> [WORK TO COMPLETE]
List every line in the items below that contains the string "tree", copying each such line in full. Matches must have the same case.

═══ TASK INPUT

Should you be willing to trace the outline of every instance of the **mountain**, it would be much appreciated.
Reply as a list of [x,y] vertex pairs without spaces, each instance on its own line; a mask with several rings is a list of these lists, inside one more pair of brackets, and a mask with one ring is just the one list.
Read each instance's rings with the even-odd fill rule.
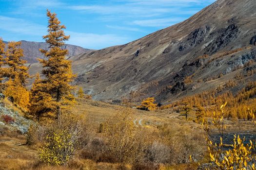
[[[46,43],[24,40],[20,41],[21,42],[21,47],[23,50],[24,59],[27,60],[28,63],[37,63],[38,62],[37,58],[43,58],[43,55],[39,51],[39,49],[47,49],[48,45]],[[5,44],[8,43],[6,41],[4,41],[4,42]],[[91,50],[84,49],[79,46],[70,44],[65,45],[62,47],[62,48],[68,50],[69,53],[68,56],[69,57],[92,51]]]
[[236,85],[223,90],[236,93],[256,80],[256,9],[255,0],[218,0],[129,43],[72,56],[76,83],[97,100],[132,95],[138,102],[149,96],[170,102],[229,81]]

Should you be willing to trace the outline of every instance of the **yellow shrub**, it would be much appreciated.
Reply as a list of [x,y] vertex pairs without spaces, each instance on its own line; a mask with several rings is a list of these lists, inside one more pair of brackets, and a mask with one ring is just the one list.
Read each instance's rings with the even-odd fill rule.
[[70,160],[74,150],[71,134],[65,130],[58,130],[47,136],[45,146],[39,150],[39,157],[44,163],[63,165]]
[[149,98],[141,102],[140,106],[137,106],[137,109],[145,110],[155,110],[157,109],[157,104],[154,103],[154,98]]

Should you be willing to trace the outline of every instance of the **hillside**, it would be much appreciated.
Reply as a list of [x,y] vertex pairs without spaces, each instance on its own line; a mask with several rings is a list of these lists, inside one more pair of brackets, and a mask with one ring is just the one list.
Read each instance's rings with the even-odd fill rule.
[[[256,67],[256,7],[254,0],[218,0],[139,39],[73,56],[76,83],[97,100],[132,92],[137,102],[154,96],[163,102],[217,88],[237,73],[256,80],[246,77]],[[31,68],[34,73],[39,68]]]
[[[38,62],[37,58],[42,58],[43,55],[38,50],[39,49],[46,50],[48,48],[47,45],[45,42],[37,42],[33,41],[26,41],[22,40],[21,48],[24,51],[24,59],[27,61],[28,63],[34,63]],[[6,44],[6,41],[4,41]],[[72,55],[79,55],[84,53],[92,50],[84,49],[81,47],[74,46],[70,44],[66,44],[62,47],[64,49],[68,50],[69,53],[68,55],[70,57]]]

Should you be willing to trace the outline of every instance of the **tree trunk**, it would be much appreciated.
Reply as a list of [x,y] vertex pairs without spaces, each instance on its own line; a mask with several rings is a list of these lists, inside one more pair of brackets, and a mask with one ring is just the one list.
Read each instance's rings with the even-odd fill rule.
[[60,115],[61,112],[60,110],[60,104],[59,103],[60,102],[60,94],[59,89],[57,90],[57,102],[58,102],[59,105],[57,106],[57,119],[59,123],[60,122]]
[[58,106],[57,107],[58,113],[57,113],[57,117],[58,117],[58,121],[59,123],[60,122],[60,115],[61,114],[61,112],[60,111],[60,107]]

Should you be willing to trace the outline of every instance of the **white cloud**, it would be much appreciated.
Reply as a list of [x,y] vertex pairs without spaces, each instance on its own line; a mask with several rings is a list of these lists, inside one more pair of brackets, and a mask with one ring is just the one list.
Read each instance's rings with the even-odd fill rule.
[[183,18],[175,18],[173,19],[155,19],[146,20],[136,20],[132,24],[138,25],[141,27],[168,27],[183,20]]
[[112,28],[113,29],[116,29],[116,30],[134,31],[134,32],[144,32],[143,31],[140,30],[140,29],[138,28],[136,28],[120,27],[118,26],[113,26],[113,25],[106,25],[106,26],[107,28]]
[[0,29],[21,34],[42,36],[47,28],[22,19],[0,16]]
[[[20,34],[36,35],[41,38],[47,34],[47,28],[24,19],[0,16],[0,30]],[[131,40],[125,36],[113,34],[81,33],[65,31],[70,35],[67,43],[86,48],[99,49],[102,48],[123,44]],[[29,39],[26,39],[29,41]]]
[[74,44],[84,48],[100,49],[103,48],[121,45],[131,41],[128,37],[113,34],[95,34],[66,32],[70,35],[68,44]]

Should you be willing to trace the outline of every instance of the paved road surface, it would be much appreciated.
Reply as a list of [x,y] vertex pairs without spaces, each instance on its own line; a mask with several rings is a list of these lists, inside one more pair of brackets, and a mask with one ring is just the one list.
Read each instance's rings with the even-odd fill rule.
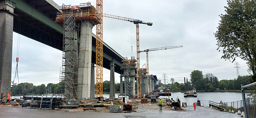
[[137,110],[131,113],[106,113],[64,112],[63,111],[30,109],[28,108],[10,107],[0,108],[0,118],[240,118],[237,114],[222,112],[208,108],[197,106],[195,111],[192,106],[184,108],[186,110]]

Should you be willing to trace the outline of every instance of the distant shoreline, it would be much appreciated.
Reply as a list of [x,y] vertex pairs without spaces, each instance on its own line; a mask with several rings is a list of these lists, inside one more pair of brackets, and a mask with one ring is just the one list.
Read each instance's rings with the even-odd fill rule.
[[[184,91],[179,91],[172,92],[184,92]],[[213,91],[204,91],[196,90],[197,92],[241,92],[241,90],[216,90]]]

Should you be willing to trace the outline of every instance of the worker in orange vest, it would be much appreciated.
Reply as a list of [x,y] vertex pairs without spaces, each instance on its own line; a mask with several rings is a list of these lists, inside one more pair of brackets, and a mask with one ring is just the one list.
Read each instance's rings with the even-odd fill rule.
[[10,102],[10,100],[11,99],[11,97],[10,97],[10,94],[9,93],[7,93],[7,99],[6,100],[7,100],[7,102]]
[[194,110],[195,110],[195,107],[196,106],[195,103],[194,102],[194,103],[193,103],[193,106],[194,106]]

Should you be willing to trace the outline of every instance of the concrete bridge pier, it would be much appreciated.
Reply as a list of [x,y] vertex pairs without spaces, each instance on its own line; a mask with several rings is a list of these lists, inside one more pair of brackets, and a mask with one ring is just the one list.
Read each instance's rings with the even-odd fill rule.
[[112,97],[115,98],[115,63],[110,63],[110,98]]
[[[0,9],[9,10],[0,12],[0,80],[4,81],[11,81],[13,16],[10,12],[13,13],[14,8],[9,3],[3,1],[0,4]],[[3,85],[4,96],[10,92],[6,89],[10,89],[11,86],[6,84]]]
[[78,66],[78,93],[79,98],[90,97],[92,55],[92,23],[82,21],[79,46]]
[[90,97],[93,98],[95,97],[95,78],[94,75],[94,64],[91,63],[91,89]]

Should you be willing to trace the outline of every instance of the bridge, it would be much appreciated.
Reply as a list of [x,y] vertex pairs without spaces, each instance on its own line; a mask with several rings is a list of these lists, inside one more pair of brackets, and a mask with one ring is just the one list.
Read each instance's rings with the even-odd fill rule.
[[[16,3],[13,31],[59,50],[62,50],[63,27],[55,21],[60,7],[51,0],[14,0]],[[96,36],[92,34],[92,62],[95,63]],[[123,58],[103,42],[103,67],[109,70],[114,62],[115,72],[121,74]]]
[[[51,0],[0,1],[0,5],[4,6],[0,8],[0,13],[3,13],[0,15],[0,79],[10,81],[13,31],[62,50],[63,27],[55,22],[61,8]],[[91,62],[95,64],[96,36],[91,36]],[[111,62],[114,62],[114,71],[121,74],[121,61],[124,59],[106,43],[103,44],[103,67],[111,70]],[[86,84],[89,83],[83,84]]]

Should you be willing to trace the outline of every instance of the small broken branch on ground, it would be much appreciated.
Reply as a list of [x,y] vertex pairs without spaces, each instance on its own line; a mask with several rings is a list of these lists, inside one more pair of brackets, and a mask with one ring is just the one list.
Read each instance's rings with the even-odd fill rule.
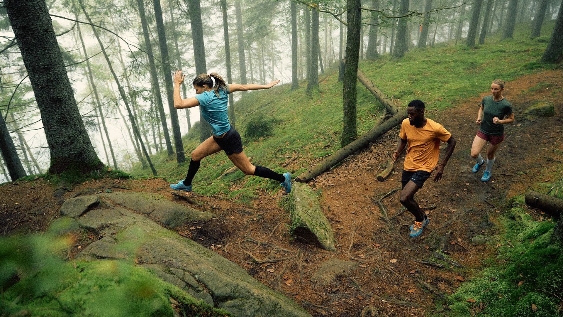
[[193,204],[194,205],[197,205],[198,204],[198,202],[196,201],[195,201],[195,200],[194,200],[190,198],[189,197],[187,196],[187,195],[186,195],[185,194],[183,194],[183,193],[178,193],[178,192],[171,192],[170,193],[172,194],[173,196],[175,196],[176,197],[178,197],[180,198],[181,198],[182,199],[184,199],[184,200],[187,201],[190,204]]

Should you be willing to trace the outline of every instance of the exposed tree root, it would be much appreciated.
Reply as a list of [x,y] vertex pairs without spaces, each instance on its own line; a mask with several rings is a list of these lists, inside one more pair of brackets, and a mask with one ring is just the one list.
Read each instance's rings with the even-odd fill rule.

══════

> [RESULT]
Should you be willing to trace the outline of every instance of the **tree trunk**, it would be much appreciated.
Should you be willing to trace the outline of every instance of the exposed tree root, it would be much appreciated.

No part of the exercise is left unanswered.